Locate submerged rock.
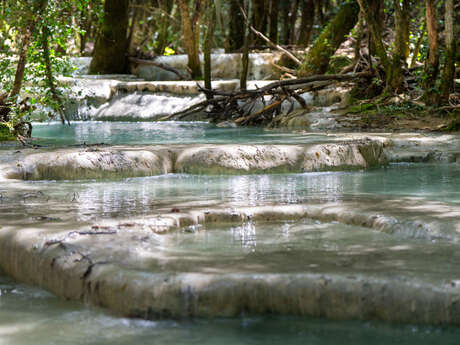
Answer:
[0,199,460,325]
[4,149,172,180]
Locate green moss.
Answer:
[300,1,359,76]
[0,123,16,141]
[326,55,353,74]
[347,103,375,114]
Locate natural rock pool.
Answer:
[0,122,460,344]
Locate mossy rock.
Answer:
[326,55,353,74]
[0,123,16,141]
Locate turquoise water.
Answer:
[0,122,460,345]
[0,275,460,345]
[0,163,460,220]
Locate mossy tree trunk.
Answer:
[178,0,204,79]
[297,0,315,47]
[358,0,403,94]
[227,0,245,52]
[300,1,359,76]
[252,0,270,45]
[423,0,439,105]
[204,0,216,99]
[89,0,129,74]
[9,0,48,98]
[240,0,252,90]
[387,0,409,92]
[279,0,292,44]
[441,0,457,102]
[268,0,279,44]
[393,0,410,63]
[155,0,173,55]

# # # #

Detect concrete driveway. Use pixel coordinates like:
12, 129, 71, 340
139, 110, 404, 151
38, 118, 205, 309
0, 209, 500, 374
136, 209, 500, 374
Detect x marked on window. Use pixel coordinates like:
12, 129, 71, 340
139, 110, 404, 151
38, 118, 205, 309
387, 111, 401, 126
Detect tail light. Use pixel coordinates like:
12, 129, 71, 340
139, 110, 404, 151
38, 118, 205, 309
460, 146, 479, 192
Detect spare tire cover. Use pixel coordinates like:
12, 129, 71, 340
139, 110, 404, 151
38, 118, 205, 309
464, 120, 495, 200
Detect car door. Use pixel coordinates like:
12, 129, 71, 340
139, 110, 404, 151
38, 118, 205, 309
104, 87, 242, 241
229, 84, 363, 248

# # # #

Exercise brief: Please repeat the records from the line with "Locate natural rock pool." to the line with "[155,0,173,55]", swapping "mossy" for "moss-covered" and keeping everything else the same.

Exercise output:
Locate natural rock pool.
Answer:
[0,122,460,344]
Locate moss-covered rock.
Answer:
[326,55,353,74]
[0,123,16,141]
Locate turquoise water.
Answer:
[0,122,460,345]
[0,275,460,345]
[0,163,460,220]
Locate moss-covered tree trunk.
Answer:
[178,0,204,79]
[297,0,315,47]
[358,0,403,94]
[227,0,245,52]
[300,1,359,76]
[252,0,270,45]
[423,0,439,105]
[204,0,216,99]
[89,0,129,74]
[9,0,48,98]
[240,0,252,90]
[387,0,409,92]
[279,0,292,44]
[441,0,457,102]
[268,0,279,44]
[393,0,410,63]
[155,0,173,55]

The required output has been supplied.